EXCERPTED TEXT:
+ + + +

Gunmen stormed a drug rehabilitation center in central Mexico late Tuesday, killing four men and wounding two others, state officials reported Wednesday.
The attack occurred in Salamanca, a city in the violence-plagued state of Guanajuato, according to local authorities. The condition of the two wounded individuals remains unclear.
This incident highlights the ongoing security challenges in Guanajuato, which has the highest homicide rate of any state in Mexico. The region has been a battleground for a bloody turf war between the Jalisco New Generation Cartel and the local Santa Rosa de Lima Cartel.
“These attacks on rehabilitation centers are tragically not uncommon,” said a security analyst who requested anonymity due to safety concerns. “They often serve as proxy battlefields in the wider cartel conflicts.”
Mexico’s privately run drug rehabilitation centers, often unregulated and underfunded, have been frequent targets of similar attacks. In 2020, gunmen killed 27 people at a rehab facility in Irapuato, another Guanajuato city. A decade earlier, 19 people died in an attack on a center in Chihuahua, northern Mexico.

+ + + +

DATASET CONTENT:
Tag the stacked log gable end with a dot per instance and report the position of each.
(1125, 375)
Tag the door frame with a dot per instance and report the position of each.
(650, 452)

+ + + +

BRIEF A: Translate this sentence from the news report on the rehab center attack into Spanish: "The condition of the two wounded individuals remains unclear."
BRIEF B: Reproduce the part of the news report on the rehab center attack that opens with the words containing "Mexico’s privately run" and closes with "Chihuahua, northern Mexico.".
Rely on the news report alone.

TASK OUTPUT A: El estado de las dos personas heridas sigue sin estar claro.

TASK OUTPUT B:
Mexico’s privately run drug rehabilitation centers, often unregulated and underfunded, have been frequent targets of similar attacks. In 2020, gunmen killed 27 people at a rehab facility in Irapuato, another Guanajuato city. A decade earlier, 19 people died in an attack on a center in Chihuahua, northern Mexico.